> [Written task 1]: Transcribe the passage about theater in Rome from "Rome, from whom" up to and including "to revive tragedy.".
> [Written task 2]: For the passage about theater in Rome, decide whether each statement agrees with it: (a) comedies are publicly performed at Rome in religious houses; (b) ladies in Rome who attend comedies cause scandal; (c) a play was performed at Rome by nuns before ecclesiastics and ladies. Answer yes or no for each, quoting the words of the passage that decide it.
> [Written task 3]: According to the passage about theater in Rome, why are the Romans careful about excommunicating the men who sing the trebles in Italian operas? Answer in one to three sentences.

> [Selected extract]:
--- BEGIN ---

We are content with finding this rigor absurd, and with always paying
our full tribute of admiration to the masterpieces of our stage.

Rome, from whom we have learned our catechism, does not use it as we do;
she has always known how to temper her laws according to times and
occasions; she has known how to distinguish impudent mountebanks, who
were formerly rightly censured, from the dramatic pieces of Trissin, and
of several bishops and cardinals who have assisted to revive tragedy.
Even at present, comedies are publicly represented at Rome in religious
houses. Ladies go to them without scandal; they think not that
dialogues, recited on boards, are a diabolical infamy. We have even seen
the piece of "George Dandin" executed at Rome by nuns, in the presence
of a crowd of ecclesiastics and ladies. The wise Romans are above all
careful how they excommunicate the gentlemen who sing the trebles in the
Italian operas; for, in truth, it is enough to be castrated in this
world, without being damned in the other.

--- END ---

> [Provided material]:
--- BEGIN ---

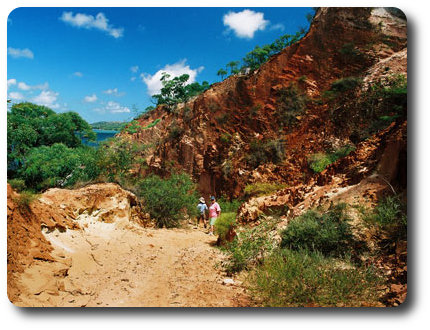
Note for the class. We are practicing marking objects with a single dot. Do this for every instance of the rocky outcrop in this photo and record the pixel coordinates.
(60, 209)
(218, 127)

--- END ---

> [Expected output 1]:
Rome, from whom we have learned our catechism, does not use it as we do;
she has always known how to temper her laws according to times and
occasions; she has known how to distinguish impudent mountebanks, who
were formerly rightly censured, from the dramatic pieces of Trissin, and
of several bishops and cardinals who have assisted to revive tragedy.

> [Expected output 2]:
(a) Yes: "Even at present, comedies are publicly represented at Rome in religious houses."
(b) No: "Ladies go to them without scandal"
(c) Yes: "executed at Rome by nuns, in the presence of a crowd of ecclesiastics and ladies"

> [Expected output 3]: They are careful because being castrated in this world is already enough. Those singers should not also be damned in the other world.